• [Saved entries]

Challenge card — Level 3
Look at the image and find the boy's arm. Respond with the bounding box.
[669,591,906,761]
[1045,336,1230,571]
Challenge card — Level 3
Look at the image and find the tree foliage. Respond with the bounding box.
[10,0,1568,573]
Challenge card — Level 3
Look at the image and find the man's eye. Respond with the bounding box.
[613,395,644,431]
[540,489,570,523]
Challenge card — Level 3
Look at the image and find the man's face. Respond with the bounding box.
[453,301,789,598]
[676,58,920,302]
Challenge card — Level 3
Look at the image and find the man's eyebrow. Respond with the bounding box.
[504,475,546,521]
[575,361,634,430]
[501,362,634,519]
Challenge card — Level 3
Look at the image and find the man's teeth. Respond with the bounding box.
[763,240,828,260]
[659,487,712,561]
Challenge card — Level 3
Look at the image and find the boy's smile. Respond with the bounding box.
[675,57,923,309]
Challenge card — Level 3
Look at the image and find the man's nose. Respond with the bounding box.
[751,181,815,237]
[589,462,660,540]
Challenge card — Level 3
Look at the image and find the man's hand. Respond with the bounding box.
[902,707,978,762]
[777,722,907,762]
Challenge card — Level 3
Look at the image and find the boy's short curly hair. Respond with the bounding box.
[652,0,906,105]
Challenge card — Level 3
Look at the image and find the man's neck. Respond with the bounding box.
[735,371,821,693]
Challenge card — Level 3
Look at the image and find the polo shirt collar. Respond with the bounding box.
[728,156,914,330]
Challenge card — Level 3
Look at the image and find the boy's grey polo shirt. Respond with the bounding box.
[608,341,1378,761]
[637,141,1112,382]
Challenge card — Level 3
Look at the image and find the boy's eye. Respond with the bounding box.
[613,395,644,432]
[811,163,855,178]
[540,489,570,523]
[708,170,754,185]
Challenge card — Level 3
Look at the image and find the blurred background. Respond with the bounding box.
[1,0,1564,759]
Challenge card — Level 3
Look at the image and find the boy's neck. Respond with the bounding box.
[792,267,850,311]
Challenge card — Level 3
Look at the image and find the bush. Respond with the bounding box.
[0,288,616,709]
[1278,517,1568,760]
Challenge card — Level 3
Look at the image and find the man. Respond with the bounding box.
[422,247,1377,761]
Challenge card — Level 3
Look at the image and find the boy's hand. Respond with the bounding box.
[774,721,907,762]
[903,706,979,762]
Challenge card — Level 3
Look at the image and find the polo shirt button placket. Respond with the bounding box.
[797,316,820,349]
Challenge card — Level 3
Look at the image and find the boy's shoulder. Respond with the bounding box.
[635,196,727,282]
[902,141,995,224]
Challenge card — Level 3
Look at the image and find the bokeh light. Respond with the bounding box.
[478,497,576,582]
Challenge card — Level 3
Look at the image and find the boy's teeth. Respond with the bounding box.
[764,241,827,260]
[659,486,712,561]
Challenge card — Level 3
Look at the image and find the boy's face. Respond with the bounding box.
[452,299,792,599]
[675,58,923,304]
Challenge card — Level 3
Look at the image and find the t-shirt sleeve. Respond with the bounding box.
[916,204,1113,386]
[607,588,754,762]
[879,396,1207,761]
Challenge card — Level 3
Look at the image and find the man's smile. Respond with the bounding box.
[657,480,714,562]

• [Task statement] Every line of the data above should be retyped precisely.

• [Output]
Challenge card — Level 3
Look at the image and find the boy's arm. Respond with the bounding box.
[669,591,906,761]
[1045,336,1230,571]
Challenge card — Level 3
Look at the image and find the tree foliage. Respond with the bounding box.
[10,0,1568,573]
Challenge card — Level 3
Look at the image and find the man's eye. Respond with the bounding box.
[613,395,644,431]
[540,489,570,523]
Challenge card — Level 3
Look at the image and find the man's face. Respond with the bounding box.
[453,301,789,598]
[676,58,920,302]
Challenge card — Level 3
Look at the image and find the man's eyebrow. Respond with the bounding box.
[504,475,546,521]
[575,361,634,430]
[501,362,634,519]
Challenge card — Level 3
Look at the image and find the man's teeth. Respond with the bounding box.
[763,240,828,260]
[659,487,712,561]
Challenge card — Level 3
Look at the image and find the boy's smile. Respond with the bounding box.
[675,57,923,309]
Challenge card — Level 3
Look at the image and find the man's nose. Respond with the bounding box.
[751,181,815,237]
[589,462,660,540]
Challenge card — Level 3
Look at the image and find the man's hand. Respond with the bounding box.
[902,707,978,762]
[777,722,907,762]
Challenge card — Level 3
Look at the image and find the boy's short curly hair. Respond with the bounding box.
[652,0,906,105]
Challenge card — Level 3
Look at the image and find the man's neck. Respond with the bounding box.
[735,371,821,693]
Challenge card — Level 3
Look at the image and find the polo shirt collar. Respond with the bounding box.
[728,156,914,330]
Challenge card — Level 3
Look at the image and find the boy's grey polo shirt. Respond with the bounding box.
[608,341,1378,761]
[637,141,1112,382]
Challenge card — Level 3
Look at the image and find the boy's eye. Respond with the bounding box.
[613,395,644,432]
[811,163,855,178]
[540,489,570,523]
[708,170,754,185]
Challenge card — Level 3
Look at the image and find the blurred background. Respond with the bounding box.
[1,0,1564,759]
Challenge card — Level 3
Look at the image and find the boy's neck. Respond with the bounding box.
[792,267,850,311]
Challenge card — Level 3
Look at the image and find the bush. Respond with the bounding box.
[0,288,616,709]
[1278,517,1568,760]
Challenge card — Level 3
Look at the image and find the man. Respond with the bounding box.
[422,247,1377,761]
Challenge card — Level 3
Look at the image and find the boy's hand. Respond with the bounding box.
[774,721,907,762]
[903,706,979,762]
Challenge card — Level 3
Look at the image and find the polo shirt button placket. Respond with the bounding box.
[797,316,820,349]
Challenge card — Level 3
Look at the image and find the boy's shoulder. Respond with the bounding box.
[635,196,727,282]
[902,141,995,224]
Challenge card — Level 3
Look at the image and find the bokeh light. Respond with the bounding box.
[478,497,576,582]
Challenge card — Level 3
Look at the image and find the boy's teeth. Respond with the bounding box.
[764,241,827,260]
[659,486,712,561]
Challenge card — Level 3
Look at the image and find the boy's face. Respond with the bounding box.
[452,299,792,599]
[675,58,923,304]
Challenge card — Level 3
Look at the image and find the t-shirt sleeve. Respond with the bounding box.
[916,204,1113,386]
[607,588,754,762]
[879,396,1207,761]
Challenge card — Level 3
Look at the image and find the man's smile. Respond with the bounding box.
[657,480,714,562]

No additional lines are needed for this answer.